*Exercise details*: Give back exactly the lines that run from the beginning of the entries to the line containing "Target — white sky through opening.", both included, and nothing else.

[Referring expression data]
★ ★ ★ ★
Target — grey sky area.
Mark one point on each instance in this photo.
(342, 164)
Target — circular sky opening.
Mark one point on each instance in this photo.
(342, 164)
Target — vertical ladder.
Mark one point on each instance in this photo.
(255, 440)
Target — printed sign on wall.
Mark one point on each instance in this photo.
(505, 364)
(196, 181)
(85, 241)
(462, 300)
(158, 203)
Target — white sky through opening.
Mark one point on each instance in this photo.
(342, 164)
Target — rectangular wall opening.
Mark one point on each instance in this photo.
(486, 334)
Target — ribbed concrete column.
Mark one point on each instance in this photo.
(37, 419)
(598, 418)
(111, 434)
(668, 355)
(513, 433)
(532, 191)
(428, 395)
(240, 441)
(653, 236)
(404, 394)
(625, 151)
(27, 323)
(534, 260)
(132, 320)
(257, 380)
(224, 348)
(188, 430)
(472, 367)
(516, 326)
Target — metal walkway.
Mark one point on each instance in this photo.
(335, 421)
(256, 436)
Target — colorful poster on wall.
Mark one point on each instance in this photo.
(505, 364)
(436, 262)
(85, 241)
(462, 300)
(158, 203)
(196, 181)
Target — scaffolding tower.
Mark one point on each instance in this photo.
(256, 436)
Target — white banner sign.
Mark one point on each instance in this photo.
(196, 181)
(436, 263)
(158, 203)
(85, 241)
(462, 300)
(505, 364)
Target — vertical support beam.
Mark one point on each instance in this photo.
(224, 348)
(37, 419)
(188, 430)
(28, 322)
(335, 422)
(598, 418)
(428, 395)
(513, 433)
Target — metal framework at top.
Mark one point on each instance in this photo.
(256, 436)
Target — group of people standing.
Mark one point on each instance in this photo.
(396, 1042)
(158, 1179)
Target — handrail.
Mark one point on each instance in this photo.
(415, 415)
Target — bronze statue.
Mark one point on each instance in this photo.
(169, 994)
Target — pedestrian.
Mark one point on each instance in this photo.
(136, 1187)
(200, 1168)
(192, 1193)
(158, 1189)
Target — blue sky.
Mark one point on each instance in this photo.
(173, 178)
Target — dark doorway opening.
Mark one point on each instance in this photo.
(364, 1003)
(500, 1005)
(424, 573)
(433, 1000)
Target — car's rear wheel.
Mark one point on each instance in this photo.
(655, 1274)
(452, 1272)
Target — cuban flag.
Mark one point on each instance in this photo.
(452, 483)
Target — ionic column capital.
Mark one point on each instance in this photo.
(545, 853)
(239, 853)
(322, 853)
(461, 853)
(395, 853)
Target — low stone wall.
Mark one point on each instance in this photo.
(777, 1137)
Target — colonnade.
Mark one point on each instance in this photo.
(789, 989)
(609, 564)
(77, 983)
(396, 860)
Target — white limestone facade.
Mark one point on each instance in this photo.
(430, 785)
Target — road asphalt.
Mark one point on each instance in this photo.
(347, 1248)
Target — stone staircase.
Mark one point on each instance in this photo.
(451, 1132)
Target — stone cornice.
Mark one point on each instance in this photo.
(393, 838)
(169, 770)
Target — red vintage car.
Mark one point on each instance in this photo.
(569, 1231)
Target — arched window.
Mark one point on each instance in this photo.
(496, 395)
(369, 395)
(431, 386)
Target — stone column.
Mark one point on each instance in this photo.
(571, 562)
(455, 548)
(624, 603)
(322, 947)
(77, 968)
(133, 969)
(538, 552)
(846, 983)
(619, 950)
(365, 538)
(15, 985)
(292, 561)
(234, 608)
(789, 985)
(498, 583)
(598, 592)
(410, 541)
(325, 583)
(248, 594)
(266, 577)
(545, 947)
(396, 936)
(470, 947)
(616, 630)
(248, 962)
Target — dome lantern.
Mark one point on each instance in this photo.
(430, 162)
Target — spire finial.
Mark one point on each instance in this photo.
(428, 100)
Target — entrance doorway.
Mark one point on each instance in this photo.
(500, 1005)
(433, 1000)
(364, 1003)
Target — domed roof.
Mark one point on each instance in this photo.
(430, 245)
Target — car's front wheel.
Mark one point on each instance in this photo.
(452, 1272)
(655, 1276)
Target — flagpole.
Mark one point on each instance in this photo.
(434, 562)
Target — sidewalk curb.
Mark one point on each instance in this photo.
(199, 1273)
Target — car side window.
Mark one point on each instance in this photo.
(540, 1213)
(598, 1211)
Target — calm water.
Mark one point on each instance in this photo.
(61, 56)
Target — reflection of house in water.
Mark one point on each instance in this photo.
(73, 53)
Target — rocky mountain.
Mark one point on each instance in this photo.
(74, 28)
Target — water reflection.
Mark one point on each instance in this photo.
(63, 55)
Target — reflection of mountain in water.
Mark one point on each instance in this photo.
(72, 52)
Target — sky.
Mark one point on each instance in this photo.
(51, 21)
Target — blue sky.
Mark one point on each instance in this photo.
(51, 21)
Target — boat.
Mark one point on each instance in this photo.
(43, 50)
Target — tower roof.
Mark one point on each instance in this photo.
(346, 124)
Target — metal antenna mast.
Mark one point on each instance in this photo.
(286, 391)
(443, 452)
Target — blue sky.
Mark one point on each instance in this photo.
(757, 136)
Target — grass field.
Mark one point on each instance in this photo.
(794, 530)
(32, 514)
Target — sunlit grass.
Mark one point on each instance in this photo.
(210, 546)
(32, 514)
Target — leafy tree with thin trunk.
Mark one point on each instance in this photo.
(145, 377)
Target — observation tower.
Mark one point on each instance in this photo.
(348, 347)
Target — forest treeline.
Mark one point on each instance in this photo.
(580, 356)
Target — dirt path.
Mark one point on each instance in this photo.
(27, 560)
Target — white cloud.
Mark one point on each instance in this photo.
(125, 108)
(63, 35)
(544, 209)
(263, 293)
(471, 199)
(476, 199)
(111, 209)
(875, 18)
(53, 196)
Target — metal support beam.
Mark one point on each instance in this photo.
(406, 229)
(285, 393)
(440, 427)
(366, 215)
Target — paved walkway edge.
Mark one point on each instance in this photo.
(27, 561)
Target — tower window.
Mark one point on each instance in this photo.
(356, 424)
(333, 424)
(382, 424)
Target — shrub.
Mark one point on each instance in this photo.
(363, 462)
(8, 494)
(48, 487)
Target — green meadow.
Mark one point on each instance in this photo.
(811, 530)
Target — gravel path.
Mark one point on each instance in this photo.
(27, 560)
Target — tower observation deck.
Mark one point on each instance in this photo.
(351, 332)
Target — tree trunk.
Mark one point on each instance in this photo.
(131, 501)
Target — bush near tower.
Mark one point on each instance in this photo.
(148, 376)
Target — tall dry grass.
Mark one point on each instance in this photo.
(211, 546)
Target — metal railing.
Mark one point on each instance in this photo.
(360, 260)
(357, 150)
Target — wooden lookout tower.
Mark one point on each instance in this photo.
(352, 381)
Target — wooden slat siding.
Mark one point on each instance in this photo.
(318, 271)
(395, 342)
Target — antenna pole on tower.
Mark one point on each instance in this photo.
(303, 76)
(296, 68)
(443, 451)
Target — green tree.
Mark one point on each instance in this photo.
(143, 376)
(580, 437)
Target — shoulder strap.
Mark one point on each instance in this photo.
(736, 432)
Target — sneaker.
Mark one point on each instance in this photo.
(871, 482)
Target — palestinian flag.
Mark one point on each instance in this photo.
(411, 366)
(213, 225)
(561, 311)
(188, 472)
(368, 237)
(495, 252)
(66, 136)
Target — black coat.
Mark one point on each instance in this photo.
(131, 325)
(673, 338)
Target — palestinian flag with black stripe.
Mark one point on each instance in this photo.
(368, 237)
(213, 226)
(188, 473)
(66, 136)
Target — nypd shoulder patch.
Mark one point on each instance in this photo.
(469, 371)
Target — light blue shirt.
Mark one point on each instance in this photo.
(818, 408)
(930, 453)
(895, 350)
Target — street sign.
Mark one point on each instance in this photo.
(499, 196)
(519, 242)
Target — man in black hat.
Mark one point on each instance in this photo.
★ ★ ★ ★
*Result for this task*:
Target — grey sky area.
Mark one point on each instance in this photo.
(342, 164)
Target — circular sky opening.
Mark one point on each instance in this photo.
(342, 164)
Target — vertical ladder.
Mark one point on each instance in this photo.
(255, 440)
Target — printed sign on wall.
Mark one point on each instance in this photo.
(505, 364)
(196, 181)
(85, 241)
(462, 300)
(158, 203)
Target — white sky through opening.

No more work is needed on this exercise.